Activity |
Print the data below exactly as it stands, and keep the pictures out.

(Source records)
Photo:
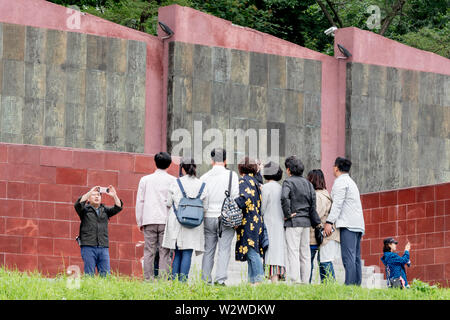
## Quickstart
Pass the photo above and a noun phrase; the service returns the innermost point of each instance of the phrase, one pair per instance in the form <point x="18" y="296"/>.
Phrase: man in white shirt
<point x="347" y="215"/>
<point x="217" y="181"/>
<point x="152" y="213"/>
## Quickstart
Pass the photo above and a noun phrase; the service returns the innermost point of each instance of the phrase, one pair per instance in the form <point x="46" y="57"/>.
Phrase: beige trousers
<point x="298" y="266"/>
<point x="153" y="236"/>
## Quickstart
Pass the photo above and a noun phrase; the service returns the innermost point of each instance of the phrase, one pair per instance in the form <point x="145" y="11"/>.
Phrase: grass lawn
<point x="32" y="286"/>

Written response |
Photo:
## Quickstart
Pass the photo above and a noun phrase; the service returns the innermost point of each instance of the phrase, one pair per instance in the form <point x="18" y="296"/>.
Phrase: man in white shirt
<point x="347" y="215"/>
<point x="217" y="181"/>
<point x="152" y="213"/>
## Quickstart
Pass the photo above and a noun phrase; the service returns the innermost point of each instance of the phrase, one pair per instance in the form <point x="46" y="57"/>.
Phrase: beige trousers
<point x="298" y="266"/>
<point x="153" y="236"/>
## Quickstart
Pass the photo above and a noun phrase; the service returns the innermost point of each instance of the phrase, one pair per instance in the form <point x="145" y="11"/>.
Phrase: grass lawn
<point x="32" y="286"/>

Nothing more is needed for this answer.